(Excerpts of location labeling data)
^^^^^^^^

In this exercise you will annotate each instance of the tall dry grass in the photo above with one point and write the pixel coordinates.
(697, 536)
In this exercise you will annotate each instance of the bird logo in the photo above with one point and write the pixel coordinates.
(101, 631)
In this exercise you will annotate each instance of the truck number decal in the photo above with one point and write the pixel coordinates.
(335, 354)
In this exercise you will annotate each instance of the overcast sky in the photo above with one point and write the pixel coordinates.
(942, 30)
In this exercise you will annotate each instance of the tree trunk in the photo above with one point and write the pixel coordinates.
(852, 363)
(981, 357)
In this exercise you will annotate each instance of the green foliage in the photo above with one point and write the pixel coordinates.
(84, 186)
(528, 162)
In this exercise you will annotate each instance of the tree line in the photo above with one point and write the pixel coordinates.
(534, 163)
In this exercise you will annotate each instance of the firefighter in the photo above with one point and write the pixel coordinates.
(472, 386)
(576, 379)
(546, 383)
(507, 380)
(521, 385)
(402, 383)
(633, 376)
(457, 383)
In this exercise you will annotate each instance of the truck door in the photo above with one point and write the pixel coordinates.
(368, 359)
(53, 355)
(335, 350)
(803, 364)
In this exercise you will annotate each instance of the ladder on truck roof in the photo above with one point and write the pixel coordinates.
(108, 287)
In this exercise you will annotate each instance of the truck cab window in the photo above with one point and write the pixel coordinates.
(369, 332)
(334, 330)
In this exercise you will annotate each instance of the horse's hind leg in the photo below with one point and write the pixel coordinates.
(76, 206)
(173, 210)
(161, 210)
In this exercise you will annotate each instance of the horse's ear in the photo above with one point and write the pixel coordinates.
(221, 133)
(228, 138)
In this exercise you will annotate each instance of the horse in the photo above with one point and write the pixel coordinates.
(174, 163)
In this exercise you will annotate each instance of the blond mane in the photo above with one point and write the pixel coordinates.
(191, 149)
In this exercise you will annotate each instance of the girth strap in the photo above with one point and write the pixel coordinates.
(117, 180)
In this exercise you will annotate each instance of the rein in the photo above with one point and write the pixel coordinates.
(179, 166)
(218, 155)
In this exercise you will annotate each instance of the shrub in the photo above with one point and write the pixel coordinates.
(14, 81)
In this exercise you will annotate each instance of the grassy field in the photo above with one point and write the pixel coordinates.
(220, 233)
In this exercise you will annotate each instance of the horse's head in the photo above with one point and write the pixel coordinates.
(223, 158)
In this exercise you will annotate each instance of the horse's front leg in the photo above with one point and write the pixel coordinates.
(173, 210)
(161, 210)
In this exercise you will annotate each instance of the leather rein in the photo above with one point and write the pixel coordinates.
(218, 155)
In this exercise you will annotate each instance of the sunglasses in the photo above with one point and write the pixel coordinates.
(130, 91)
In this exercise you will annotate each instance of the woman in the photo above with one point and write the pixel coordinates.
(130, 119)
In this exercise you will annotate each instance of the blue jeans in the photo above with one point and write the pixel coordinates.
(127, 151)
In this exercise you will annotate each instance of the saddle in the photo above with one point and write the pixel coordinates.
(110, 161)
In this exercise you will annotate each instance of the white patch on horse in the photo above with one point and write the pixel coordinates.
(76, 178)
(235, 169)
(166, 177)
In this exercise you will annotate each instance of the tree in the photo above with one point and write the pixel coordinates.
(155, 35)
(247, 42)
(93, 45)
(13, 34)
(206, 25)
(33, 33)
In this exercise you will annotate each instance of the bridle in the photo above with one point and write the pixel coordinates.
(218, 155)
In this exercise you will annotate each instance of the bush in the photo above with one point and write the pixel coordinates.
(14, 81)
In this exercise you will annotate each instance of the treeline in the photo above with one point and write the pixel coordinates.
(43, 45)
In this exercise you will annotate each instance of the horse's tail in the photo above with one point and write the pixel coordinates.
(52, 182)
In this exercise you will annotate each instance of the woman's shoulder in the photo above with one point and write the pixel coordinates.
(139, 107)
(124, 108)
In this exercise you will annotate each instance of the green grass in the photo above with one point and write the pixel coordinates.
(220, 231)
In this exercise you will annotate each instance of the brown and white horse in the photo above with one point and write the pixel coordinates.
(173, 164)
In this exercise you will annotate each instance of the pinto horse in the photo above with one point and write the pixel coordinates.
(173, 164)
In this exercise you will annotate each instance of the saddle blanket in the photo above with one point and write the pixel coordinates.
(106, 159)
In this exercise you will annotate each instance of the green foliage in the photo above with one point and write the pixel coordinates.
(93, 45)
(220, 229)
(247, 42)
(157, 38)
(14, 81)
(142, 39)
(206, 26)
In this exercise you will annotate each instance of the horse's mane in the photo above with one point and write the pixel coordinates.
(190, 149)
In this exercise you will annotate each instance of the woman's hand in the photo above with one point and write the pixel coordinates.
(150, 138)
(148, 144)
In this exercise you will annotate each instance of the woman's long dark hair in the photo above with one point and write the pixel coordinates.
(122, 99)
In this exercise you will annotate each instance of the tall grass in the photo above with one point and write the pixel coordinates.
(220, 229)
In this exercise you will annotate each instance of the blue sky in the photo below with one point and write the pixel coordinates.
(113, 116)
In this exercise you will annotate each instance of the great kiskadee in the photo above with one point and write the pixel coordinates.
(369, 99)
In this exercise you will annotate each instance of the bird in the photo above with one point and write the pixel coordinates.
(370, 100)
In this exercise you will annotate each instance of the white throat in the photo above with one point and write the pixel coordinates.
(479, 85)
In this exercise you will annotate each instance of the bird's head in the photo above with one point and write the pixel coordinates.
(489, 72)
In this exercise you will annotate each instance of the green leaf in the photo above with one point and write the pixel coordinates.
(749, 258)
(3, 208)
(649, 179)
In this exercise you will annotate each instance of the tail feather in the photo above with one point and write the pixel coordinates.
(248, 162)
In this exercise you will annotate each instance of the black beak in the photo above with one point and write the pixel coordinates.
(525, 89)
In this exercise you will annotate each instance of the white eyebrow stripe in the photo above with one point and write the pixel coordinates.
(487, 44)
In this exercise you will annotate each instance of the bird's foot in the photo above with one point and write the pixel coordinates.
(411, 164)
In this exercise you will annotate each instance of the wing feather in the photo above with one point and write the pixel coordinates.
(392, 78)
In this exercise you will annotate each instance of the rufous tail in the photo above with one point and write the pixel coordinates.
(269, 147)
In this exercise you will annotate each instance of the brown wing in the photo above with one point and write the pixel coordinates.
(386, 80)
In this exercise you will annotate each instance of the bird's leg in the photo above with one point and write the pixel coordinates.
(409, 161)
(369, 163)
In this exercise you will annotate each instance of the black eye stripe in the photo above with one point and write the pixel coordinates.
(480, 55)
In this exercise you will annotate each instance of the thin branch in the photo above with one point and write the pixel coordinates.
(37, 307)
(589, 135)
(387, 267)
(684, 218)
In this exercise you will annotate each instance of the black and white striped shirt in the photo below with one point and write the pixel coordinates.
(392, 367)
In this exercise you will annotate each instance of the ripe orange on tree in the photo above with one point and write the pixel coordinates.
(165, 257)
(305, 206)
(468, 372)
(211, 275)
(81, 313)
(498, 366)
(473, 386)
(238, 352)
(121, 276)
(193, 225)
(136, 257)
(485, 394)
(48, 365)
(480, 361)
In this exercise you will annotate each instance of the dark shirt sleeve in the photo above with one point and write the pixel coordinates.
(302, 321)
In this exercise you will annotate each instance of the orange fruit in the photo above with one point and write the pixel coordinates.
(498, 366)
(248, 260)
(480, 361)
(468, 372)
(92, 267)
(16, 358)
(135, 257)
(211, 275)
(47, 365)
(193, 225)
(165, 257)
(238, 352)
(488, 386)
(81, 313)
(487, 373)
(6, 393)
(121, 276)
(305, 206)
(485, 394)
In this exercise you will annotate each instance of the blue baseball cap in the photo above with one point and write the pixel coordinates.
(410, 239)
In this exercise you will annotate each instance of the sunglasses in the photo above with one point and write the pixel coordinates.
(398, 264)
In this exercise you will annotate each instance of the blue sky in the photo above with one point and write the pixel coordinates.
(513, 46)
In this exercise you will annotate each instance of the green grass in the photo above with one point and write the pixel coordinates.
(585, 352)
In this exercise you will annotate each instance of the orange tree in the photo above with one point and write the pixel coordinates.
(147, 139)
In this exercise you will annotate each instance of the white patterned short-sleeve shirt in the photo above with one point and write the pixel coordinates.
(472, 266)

^^^^^^^^

Give back, exactly as written, the lines from the one with "blue sky in the photo above" to the last line.

In this exercise you will annotate each instance of the blue sky in the photo above with one point and write the pixel coordinates.
(513, 46)
In this exercise you will annotate each instance of the green grass in the photo above with one point and write the pixel coordinates.
(585, 352)
In this exercise you will annotate each instance of the orange tree in the photo above with one point and write the pixel coordinates.
(147, 139)
In this exercise you will annotate each instance of the white patterned short-sleeve shirt in the photo above with one point and write the pixel coordinates.
(472, 266)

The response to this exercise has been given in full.